Object point labels

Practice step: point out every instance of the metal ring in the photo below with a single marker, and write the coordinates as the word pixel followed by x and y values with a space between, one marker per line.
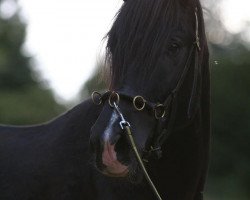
pixel 163 114
pixel 117 99
pixel 96 96
pixel 143 103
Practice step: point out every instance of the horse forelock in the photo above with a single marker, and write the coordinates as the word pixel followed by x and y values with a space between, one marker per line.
pixel 140 29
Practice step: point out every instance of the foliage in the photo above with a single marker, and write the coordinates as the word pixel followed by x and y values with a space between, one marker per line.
pixel 229 170
pixel 23 99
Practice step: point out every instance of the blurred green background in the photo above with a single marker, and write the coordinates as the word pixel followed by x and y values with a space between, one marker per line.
pixel 26 99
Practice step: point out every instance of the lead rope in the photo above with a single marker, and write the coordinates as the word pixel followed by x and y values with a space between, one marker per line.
pixel 125 125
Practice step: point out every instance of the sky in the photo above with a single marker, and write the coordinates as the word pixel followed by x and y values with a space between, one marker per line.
pixel 66 38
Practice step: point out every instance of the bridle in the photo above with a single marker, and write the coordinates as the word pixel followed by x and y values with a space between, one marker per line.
pixel 165 113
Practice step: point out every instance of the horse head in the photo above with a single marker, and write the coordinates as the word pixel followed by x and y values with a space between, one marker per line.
pixel 155 50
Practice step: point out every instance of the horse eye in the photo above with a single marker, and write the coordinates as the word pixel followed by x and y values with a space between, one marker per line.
pixel 174 49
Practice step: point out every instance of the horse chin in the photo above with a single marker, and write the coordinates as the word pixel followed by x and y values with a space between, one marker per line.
pixel 115 174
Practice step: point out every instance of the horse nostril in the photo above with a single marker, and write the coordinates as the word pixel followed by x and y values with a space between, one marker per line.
pixel 122 149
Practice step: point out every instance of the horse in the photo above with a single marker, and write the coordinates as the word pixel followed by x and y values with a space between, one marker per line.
pixel 159 89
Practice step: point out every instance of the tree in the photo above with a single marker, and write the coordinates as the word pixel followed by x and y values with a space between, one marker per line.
pixel 23 99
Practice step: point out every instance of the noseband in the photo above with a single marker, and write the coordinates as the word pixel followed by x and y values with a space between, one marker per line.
pixel 164 113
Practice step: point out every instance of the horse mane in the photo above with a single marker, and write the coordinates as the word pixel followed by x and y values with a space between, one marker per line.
pixel 139 30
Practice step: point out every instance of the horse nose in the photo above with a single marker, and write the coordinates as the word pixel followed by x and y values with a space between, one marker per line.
pixel 108 132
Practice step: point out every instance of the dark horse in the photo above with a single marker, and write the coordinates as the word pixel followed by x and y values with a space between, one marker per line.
pixel 158 58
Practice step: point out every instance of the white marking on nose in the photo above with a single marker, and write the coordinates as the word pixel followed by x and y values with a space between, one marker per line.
pixel 108 130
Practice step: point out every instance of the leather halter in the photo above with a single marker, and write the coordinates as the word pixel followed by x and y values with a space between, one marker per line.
pixel 166 121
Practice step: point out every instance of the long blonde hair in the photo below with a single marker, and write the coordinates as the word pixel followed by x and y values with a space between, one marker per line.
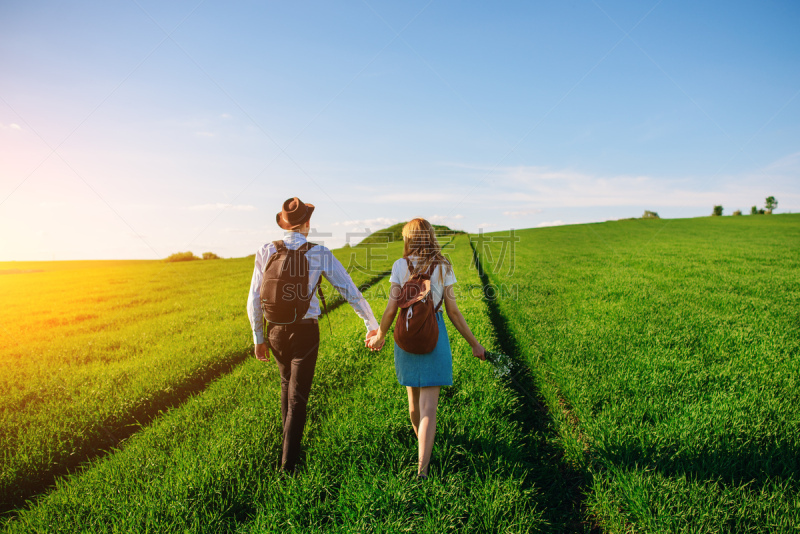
pixel 420 241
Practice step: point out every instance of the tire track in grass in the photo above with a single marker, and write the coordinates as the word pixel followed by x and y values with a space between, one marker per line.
pixel 566 501
pixel 110 437
pixel 362 463
pixel 198 467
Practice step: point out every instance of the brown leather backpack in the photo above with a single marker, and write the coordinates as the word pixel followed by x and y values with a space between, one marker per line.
pixel 285 296
pixel 417 330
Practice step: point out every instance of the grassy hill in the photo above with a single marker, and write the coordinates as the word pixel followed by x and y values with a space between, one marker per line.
pixel 395 233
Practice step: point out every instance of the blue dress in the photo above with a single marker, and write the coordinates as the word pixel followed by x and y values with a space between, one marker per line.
pixel 431 369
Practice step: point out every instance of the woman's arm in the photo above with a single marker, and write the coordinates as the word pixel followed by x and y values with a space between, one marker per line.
pixel 460 323
pixel 388 316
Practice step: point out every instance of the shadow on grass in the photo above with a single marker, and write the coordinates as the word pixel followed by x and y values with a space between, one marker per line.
pixel 25 492
pixel 756 465
pixel 561 487
pixel 112 434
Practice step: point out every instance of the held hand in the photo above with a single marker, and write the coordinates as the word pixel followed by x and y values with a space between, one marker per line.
pixel 262 352
pixel 376 343
pixel 369 336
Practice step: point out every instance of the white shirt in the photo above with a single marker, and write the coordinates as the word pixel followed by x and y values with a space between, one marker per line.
pixel 320 262
pixel 439 280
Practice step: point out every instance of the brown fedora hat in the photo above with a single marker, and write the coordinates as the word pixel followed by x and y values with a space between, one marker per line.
pixel 294 213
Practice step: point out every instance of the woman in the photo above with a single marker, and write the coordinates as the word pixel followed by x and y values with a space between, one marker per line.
pixel 425 374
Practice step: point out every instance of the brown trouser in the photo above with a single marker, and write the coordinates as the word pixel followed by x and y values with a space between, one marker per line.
pixel 295 347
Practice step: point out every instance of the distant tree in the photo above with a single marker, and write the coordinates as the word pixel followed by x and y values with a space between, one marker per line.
pixel 770 204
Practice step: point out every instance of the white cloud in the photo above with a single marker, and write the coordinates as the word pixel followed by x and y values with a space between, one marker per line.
pixel 360 224
pixel 522 213
pixel 443 219
pixel 414 198
pixel 550 223
pixel 219 206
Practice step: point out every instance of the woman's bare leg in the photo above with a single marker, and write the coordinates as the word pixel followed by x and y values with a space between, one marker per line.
pixel 428 402
pixel 413 408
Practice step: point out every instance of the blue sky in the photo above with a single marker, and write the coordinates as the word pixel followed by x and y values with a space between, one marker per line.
pixel 134 129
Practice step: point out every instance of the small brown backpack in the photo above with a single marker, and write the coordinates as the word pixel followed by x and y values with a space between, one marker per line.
pixel 417 330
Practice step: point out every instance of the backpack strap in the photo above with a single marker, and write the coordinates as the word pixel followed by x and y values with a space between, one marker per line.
pixel 410 267
pixel 430 275
pixel 306 246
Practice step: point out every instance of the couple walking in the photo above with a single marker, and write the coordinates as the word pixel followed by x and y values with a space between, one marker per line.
pixel 292 334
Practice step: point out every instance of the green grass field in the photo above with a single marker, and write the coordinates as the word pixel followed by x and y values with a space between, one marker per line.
pixel 667 353
pixel 654 389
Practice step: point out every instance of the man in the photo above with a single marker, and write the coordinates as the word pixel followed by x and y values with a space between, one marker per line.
pixel 296 344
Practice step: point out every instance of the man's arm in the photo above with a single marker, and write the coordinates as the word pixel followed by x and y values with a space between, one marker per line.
pixel 335 273
pixel 254 301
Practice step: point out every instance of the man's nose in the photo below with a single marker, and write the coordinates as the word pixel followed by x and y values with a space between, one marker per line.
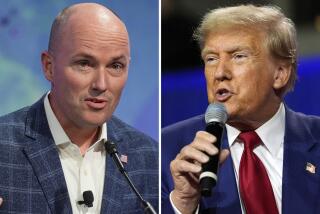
pixel 100 80
pixel 223 71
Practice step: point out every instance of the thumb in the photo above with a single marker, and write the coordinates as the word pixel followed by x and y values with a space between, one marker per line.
pixel 223 155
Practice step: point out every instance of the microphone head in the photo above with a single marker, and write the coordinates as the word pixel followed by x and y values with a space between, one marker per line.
pixel 88 198
pixel 216 112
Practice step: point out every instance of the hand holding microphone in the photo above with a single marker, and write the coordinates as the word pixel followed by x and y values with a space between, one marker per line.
pixel 190 163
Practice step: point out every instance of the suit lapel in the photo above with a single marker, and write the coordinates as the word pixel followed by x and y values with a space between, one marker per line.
pixel 43 156
pixel 300 187
pixel 225 195
pixel 114 183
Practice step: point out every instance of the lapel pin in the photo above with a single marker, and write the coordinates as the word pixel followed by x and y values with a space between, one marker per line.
pixel 311 168
pixel 124 158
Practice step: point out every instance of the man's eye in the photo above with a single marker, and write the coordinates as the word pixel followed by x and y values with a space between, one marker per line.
pixel 239 56
pixel 117 66
pixel 210 59
pixel 83 63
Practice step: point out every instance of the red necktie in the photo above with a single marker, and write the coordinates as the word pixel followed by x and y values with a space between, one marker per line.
pixel 255 187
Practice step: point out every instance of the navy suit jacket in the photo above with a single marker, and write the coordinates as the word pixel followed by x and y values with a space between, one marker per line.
pixel 31 176
pixel 300 188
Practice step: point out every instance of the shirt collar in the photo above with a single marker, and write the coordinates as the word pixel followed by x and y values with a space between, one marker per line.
pixel 58 134
pixel 271 133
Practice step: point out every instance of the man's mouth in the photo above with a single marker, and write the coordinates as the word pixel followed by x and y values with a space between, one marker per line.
pixel 96 103
pixel 223 95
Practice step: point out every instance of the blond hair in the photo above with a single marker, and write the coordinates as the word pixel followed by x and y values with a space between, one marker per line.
pixel 279 30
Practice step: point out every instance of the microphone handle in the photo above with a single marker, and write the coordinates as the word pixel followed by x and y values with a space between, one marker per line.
pixel 208 177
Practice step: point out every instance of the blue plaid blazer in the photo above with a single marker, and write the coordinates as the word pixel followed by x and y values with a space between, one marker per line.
pixel 31 176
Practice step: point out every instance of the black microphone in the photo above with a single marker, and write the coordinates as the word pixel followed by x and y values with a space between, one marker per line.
pixel 87 198
pixel 112 151
pixel 215 117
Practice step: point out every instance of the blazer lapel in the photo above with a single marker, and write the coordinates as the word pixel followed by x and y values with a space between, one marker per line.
pixel 300 183
pixel 225 195
pixel 114 183
pixel 42 153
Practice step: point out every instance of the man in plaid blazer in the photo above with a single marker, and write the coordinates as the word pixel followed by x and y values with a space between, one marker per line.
pixel 53 151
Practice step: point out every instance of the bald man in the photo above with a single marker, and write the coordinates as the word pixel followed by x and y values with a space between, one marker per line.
pixel 53 151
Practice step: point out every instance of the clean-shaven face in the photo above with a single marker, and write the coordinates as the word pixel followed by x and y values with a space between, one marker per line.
pixel 240 72
pixel 90 69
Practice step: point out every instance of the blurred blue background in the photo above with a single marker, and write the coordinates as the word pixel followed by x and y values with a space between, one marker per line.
pixel 183 87
pixel 24 33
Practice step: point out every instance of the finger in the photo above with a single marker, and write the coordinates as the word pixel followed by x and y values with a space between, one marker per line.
pixel 178 167
pixel 192 154
pixel 206 136
pixel 204 143
pixel 223 155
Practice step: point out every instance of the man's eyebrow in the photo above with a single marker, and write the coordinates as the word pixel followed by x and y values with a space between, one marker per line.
pixel 229 50
pixel 83 55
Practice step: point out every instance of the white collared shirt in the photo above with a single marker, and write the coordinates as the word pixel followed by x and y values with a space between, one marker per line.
pixel 270 152
pixel 82 173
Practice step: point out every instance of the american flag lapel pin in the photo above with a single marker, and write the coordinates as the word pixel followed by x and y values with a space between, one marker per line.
pixel 124 158
pixel 311 168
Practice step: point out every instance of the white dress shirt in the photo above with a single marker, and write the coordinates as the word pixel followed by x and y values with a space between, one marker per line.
pixel 81 173
pixel 270 152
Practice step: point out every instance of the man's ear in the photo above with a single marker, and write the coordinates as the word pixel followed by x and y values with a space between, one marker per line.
pixel 282 75
pixel 47 67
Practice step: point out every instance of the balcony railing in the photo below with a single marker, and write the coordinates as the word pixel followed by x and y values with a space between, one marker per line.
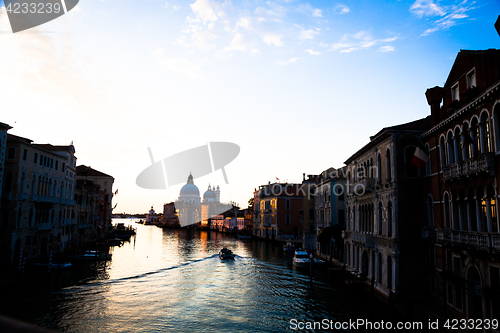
pixel 366 239
pixel 483 163
pixel 361 187
pixel 480 240
pixel 428 233
pixel 45 226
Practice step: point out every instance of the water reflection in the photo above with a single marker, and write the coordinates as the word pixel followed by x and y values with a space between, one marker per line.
pixel 173 280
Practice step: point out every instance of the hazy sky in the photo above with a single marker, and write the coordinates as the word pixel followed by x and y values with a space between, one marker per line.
pixel 299 86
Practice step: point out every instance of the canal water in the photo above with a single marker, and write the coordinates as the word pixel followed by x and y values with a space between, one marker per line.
pixel 173 280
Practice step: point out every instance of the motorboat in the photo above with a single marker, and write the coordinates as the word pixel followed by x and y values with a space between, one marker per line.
pixel 93 255
pixel 53 264
pixel 288 247
pixel 225 253
pixel 301 258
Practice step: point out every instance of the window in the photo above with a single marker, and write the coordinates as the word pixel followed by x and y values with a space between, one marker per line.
pixel 411 169
pixel 428 165
pixel 389 219
pixel 341 217
pixel 11 153
pixel 455 93
pixel 471 79
pixel 388 164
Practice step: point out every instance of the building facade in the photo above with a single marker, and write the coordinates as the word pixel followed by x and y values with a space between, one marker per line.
pixel 329 208
pixel 38 213
pixel 279 213
pixel 105 185
pixel 382 236
pixel 461 184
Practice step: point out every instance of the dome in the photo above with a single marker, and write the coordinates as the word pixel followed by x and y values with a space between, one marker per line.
pixel 190 189
pixel 209 194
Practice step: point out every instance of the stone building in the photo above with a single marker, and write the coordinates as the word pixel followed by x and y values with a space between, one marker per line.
pixel 37 198
pixel 461 188
pixel 105 185
pixel 329 208
pixel 384 211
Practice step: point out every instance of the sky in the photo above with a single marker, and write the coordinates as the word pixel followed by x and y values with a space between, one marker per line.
pixel 298 86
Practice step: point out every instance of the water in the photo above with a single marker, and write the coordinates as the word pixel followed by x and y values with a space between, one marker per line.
pixel 173 280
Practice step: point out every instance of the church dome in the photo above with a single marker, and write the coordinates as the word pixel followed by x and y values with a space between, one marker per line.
pixel 190 189
pixel 190 192
pixel 209 194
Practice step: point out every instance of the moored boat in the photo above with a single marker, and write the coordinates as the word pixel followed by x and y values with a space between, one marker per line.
pixel 301 258
pixel 225 253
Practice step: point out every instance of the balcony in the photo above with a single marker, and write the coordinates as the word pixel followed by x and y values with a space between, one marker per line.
pixel 428 233
pixel 472 166
pixel 45 226
pixel 365 239
pixel 479 240
pixel 361 187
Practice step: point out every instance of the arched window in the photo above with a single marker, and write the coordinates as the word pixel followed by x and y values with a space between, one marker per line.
pixel 33 185
pixel 430 212
pixel 476 146
pixel 389 272
pixel 389 219
pixel 471 205
pixel 8 182
pixel 485 133
pixel 411 169
pixel 19 217
pixel 23 182
pixel 428 165
pixel 450 148
pixel 442 150
pixel 496 126
pixel 388 164
pixel 457 144
pixel 380 267
pixel 466 142
pixel 380 218
pixel 447 218
pixel 379 168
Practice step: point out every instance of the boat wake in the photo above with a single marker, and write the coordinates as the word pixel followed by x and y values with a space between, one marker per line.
pixel 138 276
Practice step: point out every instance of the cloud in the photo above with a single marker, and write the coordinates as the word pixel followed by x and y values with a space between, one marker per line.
pixel 271 38
pixel 317 13
pixel 308 9
pixel 203 10
pixel 310 51
pixel 183 66
pixel 387 48
pixel 361 40
pixel 308 34
pixel 426 8
pixel 343 9
pixel 289 61
pixel 449 15
pixel 237 44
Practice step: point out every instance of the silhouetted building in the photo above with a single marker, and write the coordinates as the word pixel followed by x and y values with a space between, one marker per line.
pixel 461 187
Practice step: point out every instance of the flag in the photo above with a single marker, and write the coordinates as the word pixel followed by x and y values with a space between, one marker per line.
pixel 421 156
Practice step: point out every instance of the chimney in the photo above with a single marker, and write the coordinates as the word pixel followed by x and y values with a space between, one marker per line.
pixel 434 98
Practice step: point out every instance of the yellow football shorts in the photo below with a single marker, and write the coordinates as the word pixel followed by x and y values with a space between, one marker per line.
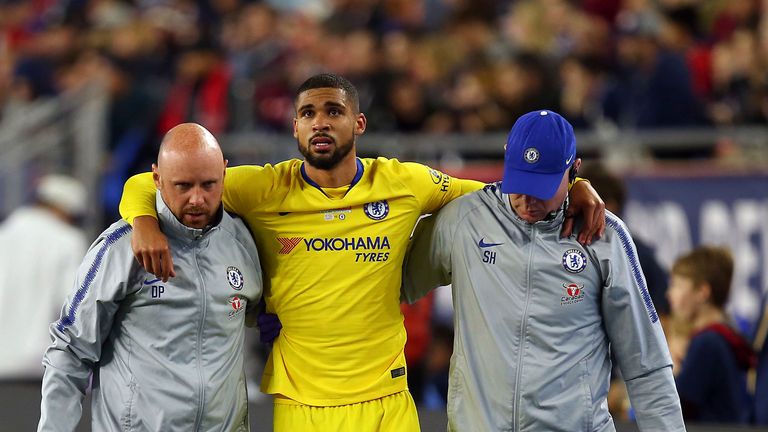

> _Aim of the exercise_
Format the lines as a Markdown table with the columns "Row" and "Line", starting with the line containing "Practice step: point out every instance of the held" and continuing through the line containing "pixel 295 347". Number each line in order and omit blank lines.

> _Answer to the exercise_
| Row | Line |
|---|---|
| 1 | Practice step: point out every instance of the held hand in the photo above with a single marker, and write the coordinates as the word pixel followed by x and y values with a space between, one marker per line. |
| 2 | pixel 262 352 |
| 3 | pixel 376 343 |
| 4 | pixel 369 336 |
| 5 | Practice step: point out every instance of the white shirt in the photo above with a single marker, and write the coordinates as the word pixel followed by x and y values with a space between, one marker per line. |
| 6 | pixel 320 262 |
| 7 | pixel 439 280 |
| 8 | Practice step: point out every instance of the brown fedora hat in the photo above with a single marker, and write the coordinates as the word pixel followed by x and y values with a space between, one marker per line. |
| 9 | pixel 294 213 |
| 10 | Practice step: point out every instance of the woman in the photo above with a single marker, and write the coordinates as the word pixel followed by x and y values with a space between, one marker per line. |
| 11 | pixel 425 374 |
| 12 | Practice step: point out every instance of the brown trouser in the photo above with a single marker, and write the coordinates as the word pixel followed by x and y values with a space between, one marker per line. |
| 13 | pixel 295 347 |